** Assigned task A **
According to the bed rest press release, what was the total duration of each campaign?
** Assigned task B **
Copy the passage of the bed rest press release that begins at the words "- Press Release" and ends after "counteracting such changes.", renaming "Long-Term Bed Rest Study" to "Extended Bed Rest Study" each time it appears.
** Assigned task C **
Write the next part of the bed rest press release, continuing after its final sentence.

** Extract **
---*---

- Press Release
- Jan 31, 2023
Initial results of ESA-CNES-NASDA Long-Term Bed Rest Study show significant findings for spaceflight and health care
The initial results of the Long-Term Bed Rest Study performed in 2001 and 2002 by the European, French and Japanese space agencies, reveal interesting first findings for spaceflight and healthcare in general. The main objective of the Long-Term Bed Rest Study was to assess changes to muscle and bone arising typically on long-duration spaceflights and to evaluate methods for counteracting such changes.
The study was based on the anti-orthostatic (–6° head-down tilt) bed-rest model and involved a total of 25 volunteers remaining in the tilt-down position for a total of
90 days. The –6° head-down tilt position has been shown to be the best for simulating the effects of the weightless environment of space. The total duration of each campaign was 120 days: 90 days in a strict –6° head-down tilt, with a preparatory period of 15 days beforehand and a 15-day recovery phase after.

---*---

[Stored entries]
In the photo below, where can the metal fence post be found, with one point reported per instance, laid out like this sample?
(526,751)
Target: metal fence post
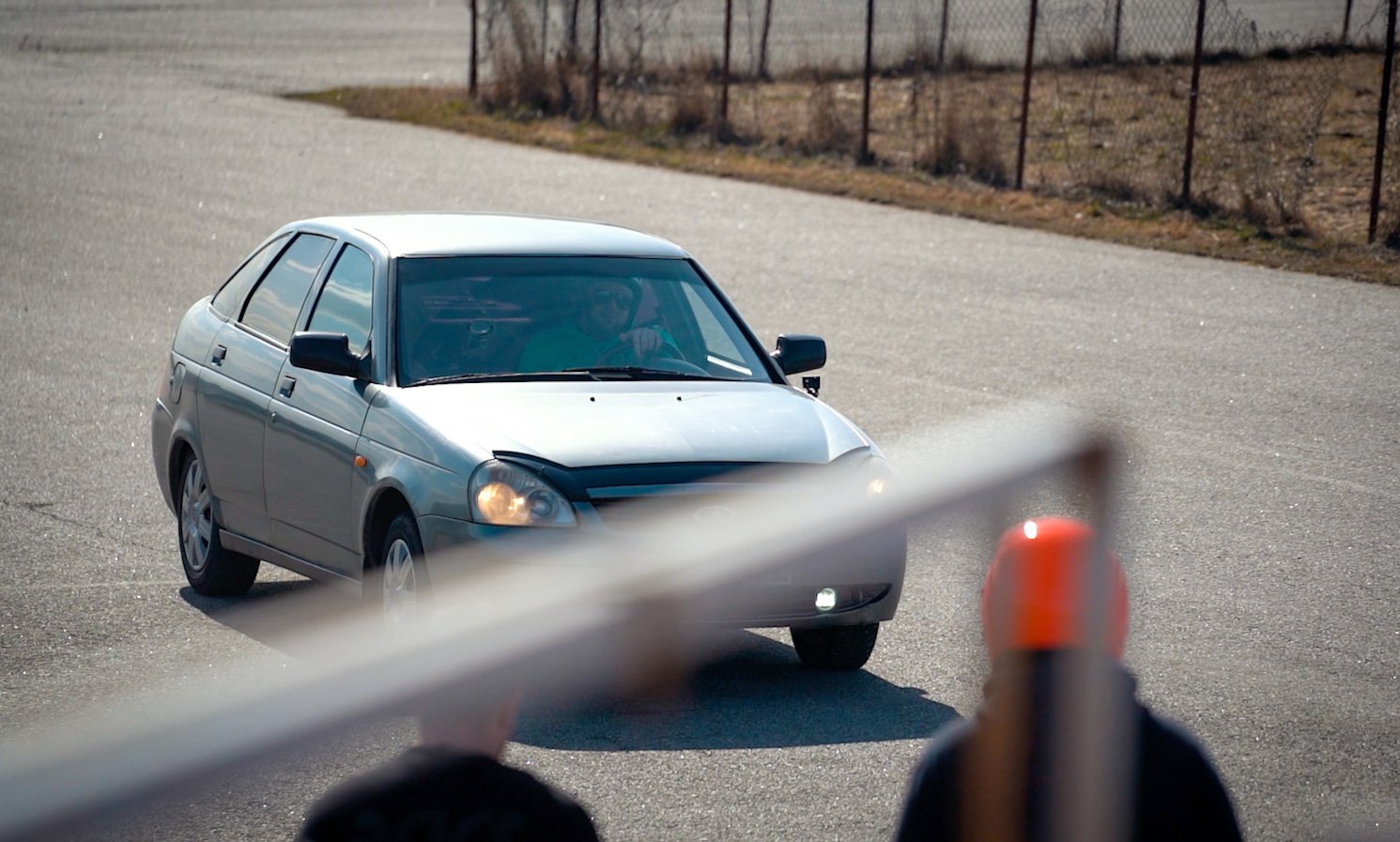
(724,73)
(470,70)
(1194,101)
(1382,120)
(763,40)
(1025,94)
(943,35)
(598,52)
(1117,28)
(866,104)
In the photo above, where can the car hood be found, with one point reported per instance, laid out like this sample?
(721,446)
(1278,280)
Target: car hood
(635,422)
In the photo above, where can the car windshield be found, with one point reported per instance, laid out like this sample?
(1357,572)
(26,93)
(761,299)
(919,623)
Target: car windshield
(541,317)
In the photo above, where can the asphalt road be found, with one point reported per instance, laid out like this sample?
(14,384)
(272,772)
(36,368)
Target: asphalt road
(143,154)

---*---

** Answer space A **
Each campaign lasted 120 days.

** Answer space B **
- Press Release
- Jan 31, 2023
Initial results of ESA-CNES-NASDA Extended Bed Rest Study show significant findings for spaceflight and health care
The initial results of the Extended Bed Rest Study performed in 2001 and 2002 by the European, French and Japanese space agencies, reveal interesting first findings for spaceflight and healthcare in general. The main objective of the Extended Bed Rest Study was to assess changes to muscle and bone arising typically on long-duration spaceflights and to evaluate methods for counteracting such changes.

** Answer space C **
During the study subjects underwent a number of physiological investigations, including tests during exercise, osteodensitometry (measurement of bone density) and magnetic resonance imaging. Analysis of muscle biopsies and extensive biochemical analysis of biological samples were also performed.
The research protocols were proposed by European investigators in response to an ESA announcement of opportunity, and by NASDA scientists mainly for the research into bone physiology. Over 60 scientists from eight ESA member states and from Japan participated in this study.
The preliminary results from the Long-Term Bed Rest Study show that subjects who exercised (only a few minutes of intense exercise every three days) during a 90-day period were least affected by muscle and bone deterioration. This was found to be the case in particular with regard to muscle mass and strength. Loss of bone mineral content in weight-bearing bones such as the legs was observed by this microgravity simulation study. The preventive administration of the anti-osteoporosis drug bisphosphonate was also found to play an important role in reducing the effects of simulated weightlessness on bone loss.
One year after the study, the experiment subjects are still being monitored and data analysis is continuing. It is expected that the study will produce a large number of important publications in this field.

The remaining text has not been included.